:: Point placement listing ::
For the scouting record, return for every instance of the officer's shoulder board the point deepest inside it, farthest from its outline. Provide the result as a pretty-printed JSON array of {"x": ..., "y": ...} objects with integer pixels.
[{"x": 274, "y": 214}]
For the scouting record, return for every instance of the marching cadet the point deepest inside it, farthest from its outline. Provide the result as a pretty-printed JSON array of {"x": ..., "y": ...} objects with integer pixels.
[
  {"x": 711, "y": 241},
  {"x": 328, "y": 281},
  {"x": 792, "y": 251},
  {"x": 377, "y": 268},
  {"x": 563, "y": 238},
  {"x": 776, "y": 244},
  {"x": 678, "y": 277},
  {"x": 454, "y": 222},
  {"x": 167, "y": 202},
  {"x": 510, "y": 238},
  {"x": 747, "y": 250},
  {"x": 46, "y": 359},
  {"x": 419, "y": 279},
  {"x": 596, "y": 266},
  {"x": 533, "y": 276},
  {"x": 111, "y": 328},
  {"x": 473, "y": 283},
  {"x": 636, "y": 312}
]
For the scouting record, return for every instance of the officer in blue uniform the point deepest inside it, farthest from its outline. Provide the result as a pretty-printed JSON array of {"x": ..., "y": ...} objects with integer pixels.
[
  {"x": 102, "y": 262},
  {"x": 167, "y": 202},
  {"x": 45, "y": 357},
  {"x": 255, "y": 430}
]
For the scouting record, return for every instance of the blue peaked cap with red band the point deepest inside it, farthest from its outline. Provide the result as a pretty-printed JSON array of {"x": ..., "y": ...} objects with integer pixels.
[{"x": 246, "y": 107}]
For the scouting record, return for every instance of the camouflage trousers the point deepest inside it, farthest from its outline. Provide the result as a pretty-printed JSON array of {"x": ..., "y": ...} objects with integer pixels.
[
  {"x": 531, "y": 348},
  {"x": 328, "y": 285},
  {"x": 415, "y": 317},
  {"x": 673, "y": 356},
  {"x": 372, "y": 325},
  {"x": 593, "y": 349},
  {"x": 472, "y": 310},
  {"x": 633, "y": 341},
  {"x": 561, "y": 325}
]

:: TO DO ::
Revise the lines from the one containing "the officer in" through the end of the listing, inclusive, changing "scouting record" to "survey record" and leaving everything else unchanged. Return only those lines.

:: TASK ANSWER ::
For the survey record, return for every instance of the officer in blue uniform the point deepest inside it, farthest from its outline. Provide the result as a pretty-printed JSON array of {"x": ..., "y": ...} objects with integer pixels.
[
  {"x": 102, "y": 262},
  {"x": 167, "y": 202},
  {"x": 45, "y": 357},
  {"x": 255, "y": 430}
]
For the survey record, return for every instance of the blue peaked cap with red band the point deepest inside it, farthest from its outline. Provide the result as a pretty-printed JSON array of {"x": ..., "y": ...} objects with integer pixels.
[{"x": 246, "y": 107}]
For the survey record, return for every instance of the camouflage trousers the point deepest inside it, farthest from its outline. Provide the result as a pretty-printed JSON array of {"x": ..., "y": ...} objects with integer pixels.
[
  {"x": 531, "y": 348},
  {"x": 328, "y": 285},
  {"x": 415, "y": 317},
  {"x": 673, "y": 356},
  {"x": 372, "y": 325},
  {"x": 593, "y": 349},
  {"x": 472, "y": 310},
  {"x": 633, "y": 341},
  {"x": 561, "y": 325}
]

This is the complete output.